======== EXTRACT PROVIDED ========

For a model with \(d\) predictors, adjusted \(R^2\) is given by \(\text{Adjusted } R^2 = 1 - \frac{\mathrm{RSS}/(n-d-1)}{\mathrm{TSS}/(n-1)} \>. \tag{6.4}\) A large adjusted \(R^2\) value indicates low test error. Maximizing adjusted \(R^2\) minimizes \(\frac{RSS}{n-d-1}\). While RSS always decreases as the number of predictors increases, \(\frac{RSS}{n-d-1}\) may increase or decrease, because of the \(d\) term. Unlike \(R^2\), adjusted \(R^2\) adds a penalty for irrelevant variables.

Figure 6.2 shows \(C_p\), BIC and adjusted \(R^2\) for the best models of each size in the Credit data set. \(C_p\) predicts a 6 variable model, BIC predicts a 4 variable model and adjusted \(R^2\) predicts a 7 variable model.

Figure 6.2

Figure 6.2\(C_p\), BIC and adjusted \(R^2\) for the best models of each size for the Credit data set.

The Validation Set Approach and Cross-Validation

The test error rates can be estimated using validation set and cross-validation methods. The model with the smallest test error is then selected. The advantage of this approach over AIC, BIC, \(C_p\), and adjusted \(R^2\), is it gives a direct estimate of the test error.

Figure 6.3 compares BIC, validation set error and cross-validation error for the Credit data set. BIC predicts a model with 4 predictors and validation and CV both predict a model with 6 predictors.

Figure 6.3

Figure 6.3BIC, Validation set errors and Cross-validation errors for the Credit data set. The overall best model is shown as a blue cross.

======== DATASET EXTRACT ========

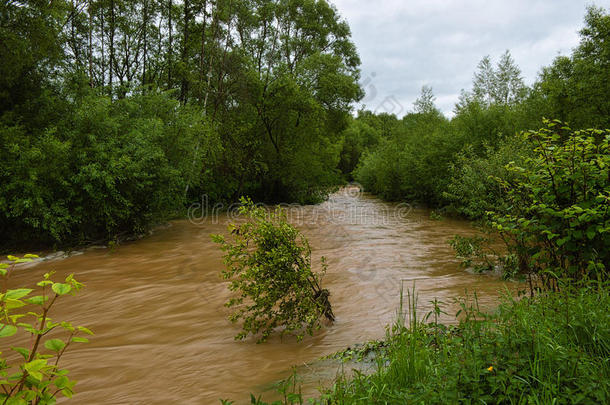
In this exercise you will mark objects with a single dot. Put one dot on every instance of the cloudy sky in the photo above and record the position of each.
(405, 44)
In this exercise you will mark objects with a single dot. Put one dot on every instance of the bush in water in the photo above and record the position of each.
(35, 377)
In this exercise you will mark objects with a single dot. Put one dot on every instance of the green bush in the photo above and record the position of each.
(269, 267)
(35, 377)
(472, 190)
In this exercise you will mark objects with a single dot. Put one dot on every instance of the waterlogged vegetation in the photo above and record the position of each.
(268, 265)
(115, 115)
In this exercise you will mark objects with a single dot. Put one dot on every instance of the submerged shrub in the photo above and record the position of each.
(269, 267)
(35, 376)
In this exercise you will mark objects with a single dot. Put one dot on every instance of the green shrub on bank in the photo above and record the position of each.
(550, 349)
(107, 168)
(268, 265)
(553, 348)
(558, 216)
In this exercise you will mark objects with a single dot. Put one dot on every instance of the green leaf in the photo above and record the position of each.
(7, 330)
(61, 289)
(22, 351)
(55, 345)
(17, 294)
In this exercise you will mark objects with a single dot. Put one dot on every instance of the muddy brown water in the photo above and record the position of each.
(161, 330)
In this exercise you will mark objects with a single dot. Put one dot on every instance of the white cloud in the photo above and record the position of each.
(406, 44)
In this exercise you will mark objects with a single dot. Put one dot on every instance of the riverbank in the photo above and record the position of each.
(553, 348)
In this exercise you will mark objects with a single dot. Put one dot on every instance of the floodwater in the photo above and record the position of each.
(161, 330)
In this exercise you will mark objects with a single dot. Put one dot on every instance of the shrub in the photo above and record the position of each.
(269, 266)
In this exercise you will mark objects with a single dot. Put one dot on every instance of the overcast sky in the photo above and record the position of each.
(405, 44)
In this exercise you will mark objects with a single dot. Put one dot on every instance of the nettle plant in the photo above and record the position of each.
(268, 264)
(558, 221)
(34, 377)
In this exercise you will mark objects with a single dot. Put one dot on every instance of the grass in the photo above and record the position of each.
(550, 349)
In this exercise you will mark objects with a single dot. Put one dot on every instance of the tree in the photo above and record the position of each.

========

• [TASK LIST]
1) Print the passage on model selection word for word, from "Figure 6.2\(C_p\), BIC" to "a blue cross.".
2) Using the passage on model selection, say whether each statement agrees with it, answering yes or no and quoting the words that decide it: (a) RSS always goes down as more predictors are added. (b) For the Credit data set, validation and cross-validation both point to a model with 4 predictors. (c) A direct estimate of the test error is named as an advantage of the validation set and cross-validation approach.

• [SOLUTIONS IN ORDER]
1)
Figure 6.2\(C_p\), BIC and adjusted \(R^2\) for the best models of each size for the Credit data set.

The Validation Set Approach and Cross-Validation

The test error rates can be estimated using validation set and cross-validation methods. The model with the smallest test error is then selected. The advantage of this approach over AIC, BIC, \(C_p\), and adjusted \(R^2\), is it gives a direct estimate of the test error.

Figure 6.3 compares BIC, validation set error and cross-validation error for the Credit data set. BIC predicts a model with 4 predictors and validation and CV both predict a model with 6 predictors.

Figure 6.3

Figure 6.3BIC, Validation set errors and Cross-validation errors for the Credit data set. The overall best model is shown as a blue cross.

2)
(a) Yes: "RSS always decreases as the number of predictors increases"
(b) No: "validation and CV both predict a model with 6 predictors"
(c) Yes: "it gives a direct estimate of the test error"